#### DOCUMENT EXCERPT
==========

But problems exist to be solved, and challenges exist to be taken on.

Hans Berger recorded the first EEG signals in 1924. It wasn't until 60 years later that ICA (Independent Component Analysis), the most common artifact removal technique today, was invented and 10 years after that when it was first applied to EEG to help remove data contamination from eye blinks and muscle noise.

There have been other similar advancements such as the application of the surface laplacian to help reduce volume conduction, or the use of ASR (Artifact Subspace Reconstruction) to try and use a baseline to reconstruct data that's artifact free.

But each technique still has its flaws: ASR requires a clean baseline to begin with, and there's still some spatial smearing even after the surface laplacian is applied. Then the same approach is taken again, trying to create an additional statistical or algorithmic approach to remove artifacts and recreate what "ideal" lab data would look like, with the goal of mimicking what's found in invasive data.

It inevitably falls short, and the idea of an effective non-invasive approach is pushed further down the ladder.

I'm someone who's deeply invested in building non-invasive systems that scale. Why would I be doing this if the reality is so grim?

==========

#### DATASET RECORDS
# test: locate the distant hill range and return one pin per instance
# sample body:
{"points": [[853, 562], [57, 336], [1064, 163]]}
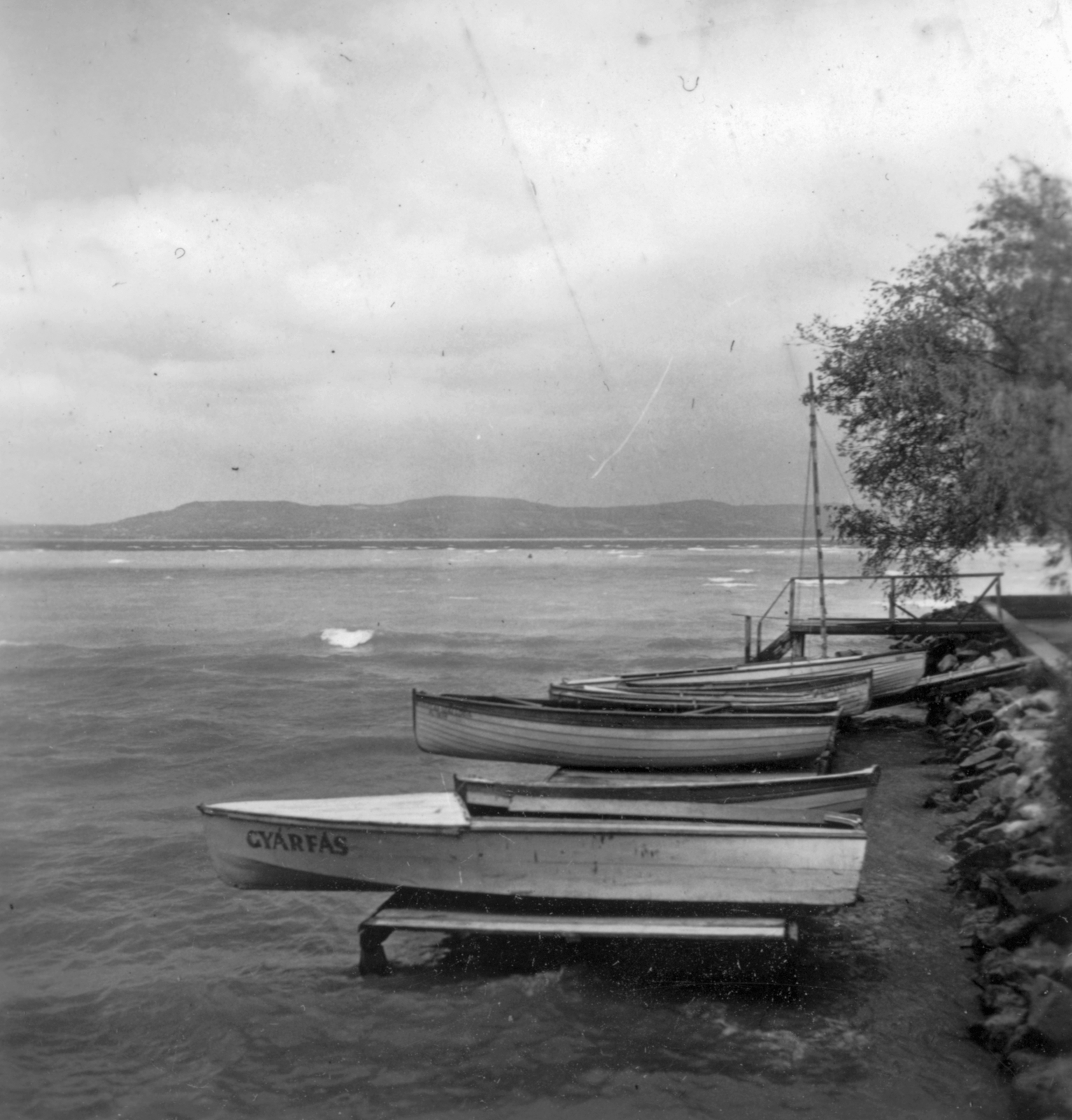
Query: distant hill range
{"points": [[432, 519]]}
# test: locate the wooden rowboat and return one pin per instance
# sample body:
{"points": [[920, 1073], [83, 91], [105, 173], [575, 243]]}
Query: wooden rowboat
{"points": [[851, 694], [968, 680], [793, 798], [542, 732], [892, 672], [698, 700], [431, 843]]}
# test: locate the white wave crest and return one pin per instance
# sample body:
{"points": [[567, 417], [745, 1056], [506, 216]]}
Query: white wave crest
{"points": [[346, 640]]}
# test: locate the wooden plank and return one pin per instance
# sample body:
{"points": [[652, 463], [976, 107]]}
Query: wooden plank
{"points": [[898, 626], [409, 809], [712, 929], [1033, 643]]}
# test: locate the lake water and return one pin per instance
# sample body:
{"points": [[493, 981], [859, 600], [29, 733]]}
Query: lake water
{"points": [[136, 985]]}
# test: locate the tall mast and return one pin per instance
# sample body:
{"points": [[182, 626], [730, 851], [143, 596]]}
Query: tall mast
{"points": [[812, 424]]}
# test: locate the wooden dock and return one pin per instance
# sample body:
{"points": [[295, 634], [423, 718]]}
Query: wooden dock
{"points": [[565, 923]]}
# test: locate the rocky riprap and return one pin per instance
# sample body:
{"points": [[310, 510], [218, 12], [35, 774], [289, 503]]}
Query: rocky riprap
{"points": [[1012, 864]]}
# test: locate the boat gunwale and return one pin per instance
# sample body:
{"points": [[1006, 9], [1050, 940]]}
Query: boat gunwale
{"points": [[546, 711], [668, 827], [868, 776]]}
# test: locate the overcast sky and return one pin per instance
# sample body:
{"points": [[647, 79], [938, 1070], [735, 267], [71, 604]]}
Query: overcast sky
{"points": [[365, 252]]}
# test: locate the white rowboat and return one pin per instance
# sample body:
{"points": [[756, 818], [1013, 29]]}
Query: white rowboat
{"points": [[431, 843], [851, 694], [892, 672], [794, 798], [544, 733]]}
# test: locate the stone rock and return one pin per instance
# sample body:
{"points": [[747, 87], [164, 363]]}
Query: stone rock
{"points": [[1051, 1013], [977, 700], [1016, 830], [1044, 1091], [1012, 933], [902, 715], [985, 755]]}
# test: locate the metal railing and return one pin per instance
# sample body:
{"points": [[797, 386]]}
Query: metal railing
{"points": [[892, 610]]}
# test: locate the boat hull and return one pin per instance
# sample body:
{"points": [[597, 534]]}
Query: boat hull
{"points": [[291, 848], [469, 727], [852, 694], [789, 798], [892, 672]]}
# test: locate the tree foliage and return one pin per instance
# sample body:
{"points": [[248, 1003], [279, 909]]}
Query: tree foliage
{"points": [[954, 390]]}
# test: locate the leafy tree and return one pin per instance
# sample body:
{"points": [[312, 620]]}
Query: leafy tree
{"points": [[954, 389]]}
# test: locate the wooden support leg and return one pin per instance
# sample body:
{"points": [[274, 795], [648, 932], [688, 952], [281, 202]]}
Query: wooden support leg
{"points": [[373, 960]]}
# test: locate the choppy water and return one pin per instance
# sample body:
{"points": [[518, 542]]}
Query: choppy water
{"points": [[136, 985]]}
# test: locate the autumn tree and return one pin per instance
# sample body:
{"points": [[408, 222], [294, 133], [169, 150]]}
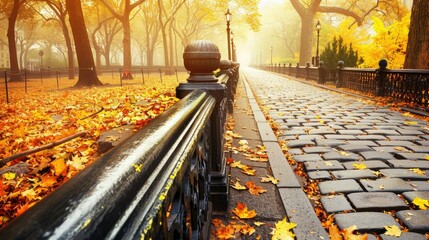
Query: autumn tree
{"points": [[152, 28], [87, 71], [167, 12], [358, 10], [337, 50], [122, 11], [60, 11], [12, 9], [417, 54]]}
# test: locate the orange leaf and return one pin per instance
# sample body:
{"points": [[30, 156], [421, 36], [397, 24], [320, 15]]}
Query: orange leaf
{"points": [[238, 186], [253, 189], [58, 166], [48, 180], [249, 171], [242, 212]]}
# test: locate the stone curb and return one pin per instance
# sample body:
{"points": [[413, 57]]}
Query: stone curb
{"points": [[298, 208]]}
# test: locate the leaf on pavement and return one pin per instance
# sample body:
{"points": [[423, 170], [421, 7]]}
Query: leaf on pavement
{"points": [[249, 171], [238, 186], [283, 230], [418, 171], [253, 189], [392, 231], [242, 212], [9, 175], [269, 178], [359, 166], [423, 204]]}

==========

#### PROBLEMS
**A.** Rewrite the rows starting at the line that contains "# test: locate the choppy" and running through the last row. Change "sample body" to "reference body" everywhere, keep everything else the same, and leave the pictures out.
**B.** Write the next part of the passage on EEG artifact removal, picking up after its final sentence.
The rows have no connection to the passage on EEG artifact removal.

#### OUTPUTS
**A.**
# test: locate the choppy water and return one pin per instance
# reference body:
{"points": [[518, 542]]}
Query: choppy water
{"points": [[136, 985]]}
# test: locate the autumn tree and return one pin per instance
# reference body:
{"points": [[408, 222], [294, 133], [169, 150]]}
Query: autumn tree
{"points": [[152, 28], [87, 71], [167, 12], [358, 10], [337, 50], [122, 11], [60, 11], [12, 9], [417, 54]]}
# test: locate the orange leaf and return one pin per instance
# reference body:
{"points": [[30, 156], [421, 36], [397, 24], [320, 15]]}
Query: orange leaf
{"points": [[238, 186], [253, 189], [58, 166], [48, 180], [249, 171], [242, 212]]}
# test: locate the stone curb and return one pin per instance
# reference body:
{"points": [[413, 57]]}
Query: stone curb
{"points": [[298, 208]]}
# test: locate the leaf on pavement and return one pin per instance
# reference body:
{"points": [[423, 170], [421, 7]]}
Query: leaf on pavement
{"points": [[249, 171], [238, 186], [283, 230], [418, 171], [253, 189], [392, 231], [242, 212], [9, 175], [269, 178], [359, 166], [423, 204]]}

**B.**
What's the path forward to build EEG-based control systems that drive real impact?


I've written previously about the need to work on both algorithms and sensors in order to make meaningful progress. But I want to focus on the situation where you have reliable electrodes that have given you data.

People spend their time trying to recreate invasive data, or mimic the quality, resolution, and data behavior by trying to squeeze out as much signal to improve the SNR of the data.

In the long run, this will always fall short. It's analogous to trying to add jet engines to a car in order to make it fly, instead of driving and taking the road.

Non-invasive modalities, EEG included, are a fundamentally different form of data. It's still time-series data, but we shouldn't treat it like all characteristics carry over.

We need to think differently. Build with noise and variance included.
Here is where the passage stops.